::: EXCERPT PROVIDED
The drying on of the means is usually used which allows the conservation of the food products by lowering of the activity of water. This paper presents the results of an experimental spinach (Spinacia oleracea) drying study in a new solar dryer. It is an indirect solar dryer with forced convection was developed and improved at the Food Science laboratory. Drying spinach leaves to a final moisture content of 2% from 93.2% (wet basis), with an air-drying speed equal to 1m/s. This study made it possible to determine the drying kinetics of spinach leaves, the evolution of the temperature profile and the influence of drying air recycling (0, 50 and 90%) on drying time. The curves of drying obtained show that the drying rate increased marginally with the increase in fraction of air recycled. It is reduced 3 to 4 hours, by increasing the fraction air recycled from 50 to 90 % respectively, with a significant profit of thermal energy. The drying temperature is higher and stable in the drying chamber of the order of 55 to 65°C (90% air recycled).

Keywords: water content, solar drying, performance, spinach leaves, air recycles

Introduction

Solar energy is an important alternative source of energy. It is relatively preferred to other sources because it is free, abundant, and inexhaustible and non-pollutant in nature compared with higher prices and shortage of fossil fuels. Solar energy is very abundant in Algeria, in particular in the south of this country. As an alternative to open sun drying, the solar drying system is one of the most attractive and promising applications of solar energy systems. It is a renewable and environmentally friendly technology that is also economically viable is most developing countries. Drying is one of an important post handling process of agricultural production. It can extend shelf life of harvested products, improves the quality and reduces post-harvest losses. Solar crop drying has been demonstrated, to be cost effective and could be an effective alternative to traditional and mechanical drying systems, especially in-locations with good sunshine during the harvest season.1 The purpose of this process is to remove moisture from a product to achieve the desired moisture content. The amount of heat supplied to the product by air heated with natural or artificial means causes the movement of moisture from inside the product to the surface.2

The temperature of the drying air must be kept below the recommended values ​​for the intended use of the product, as the excessive temperature of the drying air can cause physical and chemical changes and deterioration of the product quality. To maintain the quality of the product and avoid damaging its constituents, especially essential oils and vitamins that are sensitive to heat, it must be dried at a low temperature. The problem of drying at low temperature is that it takes a lot of time. Many studies have led to a mastery of the solar drying process, and the design of dryers thus reducing drying times, improving the quality of dried products, and eliminating losses due to poor drying of products. This work was also carried out both at the kiln3‒6 and at the level of the drying process.7–13 However, it is clear that the practice of drying has remained strongly traditional. In this work, we are interested in improving the performance of an indirect forced convection solar dryer. To reduce the drying time and preserve the organoleptic quality of the products to be dried.
::::::
::: INFORMATION PROVIDED
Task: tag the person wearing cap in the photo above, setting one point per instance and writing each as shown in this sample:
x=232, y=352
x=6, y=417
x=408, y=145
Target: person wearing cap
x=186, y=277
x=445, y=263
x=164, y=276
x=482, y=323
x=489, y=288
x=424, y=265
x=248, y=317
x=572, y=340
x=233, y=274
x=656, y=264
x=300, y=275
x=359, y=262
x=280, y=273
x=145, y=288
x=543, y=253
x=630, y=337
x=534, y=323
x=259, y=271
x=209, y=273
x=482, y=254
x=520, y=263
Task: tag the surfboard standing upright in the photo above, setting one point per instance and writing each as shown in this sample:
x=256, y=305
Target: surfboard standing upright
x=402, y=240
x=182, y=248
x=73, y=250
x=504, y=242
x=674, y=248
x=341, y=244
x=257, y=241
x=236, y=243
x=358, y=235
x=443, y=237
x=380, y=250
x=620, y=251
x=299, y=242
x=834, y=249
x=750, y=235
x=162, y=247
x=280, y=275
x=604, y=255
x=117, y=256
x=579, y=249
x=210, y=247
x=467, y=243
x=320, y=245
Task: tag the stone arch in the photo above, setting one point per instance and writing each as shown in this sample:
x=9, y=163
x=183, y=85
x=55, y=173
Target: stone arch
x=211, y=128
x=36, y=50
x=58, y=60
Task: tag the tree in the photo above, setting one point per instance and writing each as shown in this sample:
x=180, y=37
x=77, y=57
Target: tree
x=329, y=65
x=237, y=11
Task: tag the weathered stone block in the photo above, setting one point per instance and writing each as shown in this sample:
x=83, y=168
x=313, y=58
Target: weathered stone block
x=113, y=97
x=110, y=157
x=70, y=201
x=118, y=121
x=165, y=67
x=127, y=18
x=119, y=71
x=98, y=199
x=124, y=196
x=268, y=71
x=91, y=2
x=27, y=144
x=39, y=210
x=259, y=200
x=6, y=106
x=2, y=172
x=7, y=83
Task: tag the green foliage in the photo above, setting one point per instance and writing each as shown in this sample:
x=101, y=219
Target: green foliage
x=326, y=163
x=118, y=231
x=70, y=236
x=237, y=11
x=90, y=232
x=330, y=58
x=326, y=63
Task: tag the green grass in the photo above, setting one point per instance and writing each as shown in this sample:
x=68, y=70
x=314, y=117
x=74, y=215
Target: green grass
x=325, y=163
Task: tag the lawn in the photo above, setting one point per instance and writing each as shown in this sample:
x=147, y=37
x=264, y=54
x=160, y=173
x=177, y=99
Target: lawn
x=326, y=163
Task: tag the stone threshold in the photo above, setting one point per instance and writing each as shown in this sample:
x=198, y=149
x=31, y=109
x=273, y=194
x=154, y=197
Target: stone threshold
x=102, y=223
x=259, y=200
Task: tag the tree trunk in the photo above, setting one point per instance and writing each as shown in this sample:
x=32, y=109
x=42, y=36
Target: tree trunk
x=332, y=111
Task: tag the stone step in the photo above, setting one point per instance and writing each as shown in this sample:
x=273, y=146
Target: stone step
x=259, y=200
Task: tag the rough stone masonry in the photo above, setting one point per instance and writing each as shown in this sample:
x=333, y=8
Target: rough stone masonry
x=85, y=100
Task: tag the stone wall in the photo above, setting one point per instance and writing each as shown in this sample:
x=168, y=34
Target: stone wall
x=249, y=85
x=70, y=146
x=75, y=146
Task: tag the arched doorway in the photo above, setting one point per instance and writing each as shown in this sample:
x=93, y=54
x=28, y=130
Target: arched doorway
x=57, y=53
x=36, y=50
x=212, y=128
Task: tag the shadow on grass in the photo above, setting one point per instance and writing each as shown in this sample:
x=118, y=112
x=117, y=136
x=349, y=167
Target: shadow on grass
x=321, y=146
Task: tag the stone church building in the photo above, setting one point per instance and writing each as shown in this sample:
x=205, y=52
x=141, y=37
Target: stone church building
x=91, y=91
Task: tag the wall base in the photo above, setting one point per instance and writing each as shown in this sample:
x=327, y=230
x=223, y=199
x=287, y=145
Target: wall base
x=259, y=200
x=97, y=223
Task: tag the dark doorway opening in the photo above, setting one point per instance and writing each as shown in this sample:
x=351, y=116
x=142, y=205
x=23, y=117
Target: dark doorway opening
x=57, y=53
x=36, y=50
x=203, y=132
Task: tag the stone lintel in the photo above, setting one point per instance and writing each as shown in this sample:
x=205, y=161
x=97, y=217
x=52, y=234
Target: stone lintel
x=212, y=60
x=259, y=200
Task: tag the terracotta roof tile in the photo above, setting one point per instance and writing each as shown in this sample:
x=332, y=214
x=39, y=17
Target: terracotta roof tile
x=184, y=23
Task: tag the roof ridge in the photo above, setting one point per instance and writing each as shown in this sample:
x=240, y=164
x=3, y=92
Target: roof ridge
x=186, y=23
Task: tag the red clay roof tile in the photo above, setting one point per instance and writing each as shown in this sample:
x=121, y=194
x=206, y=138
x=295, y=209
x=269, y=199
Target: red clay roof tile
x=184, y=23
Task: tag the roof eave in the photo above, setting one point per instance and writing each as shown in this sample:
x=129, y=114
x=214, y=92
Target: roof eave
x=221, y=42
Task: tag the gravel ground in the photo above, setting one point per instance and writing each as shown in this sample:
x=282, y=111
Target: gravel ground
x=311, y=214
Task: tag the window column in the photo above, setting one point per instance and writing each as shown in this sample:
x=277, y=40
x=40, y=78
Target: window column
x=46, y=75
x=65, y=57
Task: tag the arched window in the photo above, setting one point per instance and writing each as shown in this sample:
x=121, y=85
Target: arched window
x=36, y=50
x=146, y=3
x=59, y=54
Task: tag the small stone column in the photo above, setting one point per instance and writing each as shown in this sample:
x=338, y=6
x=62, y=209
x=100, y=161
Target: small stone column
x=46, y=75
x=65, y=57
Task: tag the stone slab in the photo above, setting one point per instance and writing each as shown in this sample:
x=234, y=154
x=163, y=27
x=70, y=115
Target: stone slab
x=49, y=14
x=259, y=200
::::::
§ REQUIREMENTS
1. In the spinach drying text, what temperature range does the drying chamber reach with 90% of the air recycled?
2. For each statement, say yes or no depending on whether the spinach drying text agrees, and quote the words of the text that decide it.
(a) The dryer studied works by forced convection.
(b) The air-drying speed used was 2 m/s.
(c) Solar energy is described as especially abundant in the north of Algeria.

§ SOLUTIONS TO THE EXERCISE
1. 55 to 65°C

2.
(a) Yes: "It is an indirect solar dryer with forced convection"
(b) No: "with an air-drying speed equal to 1m/s"
(c) No: "in particular in the south of this country"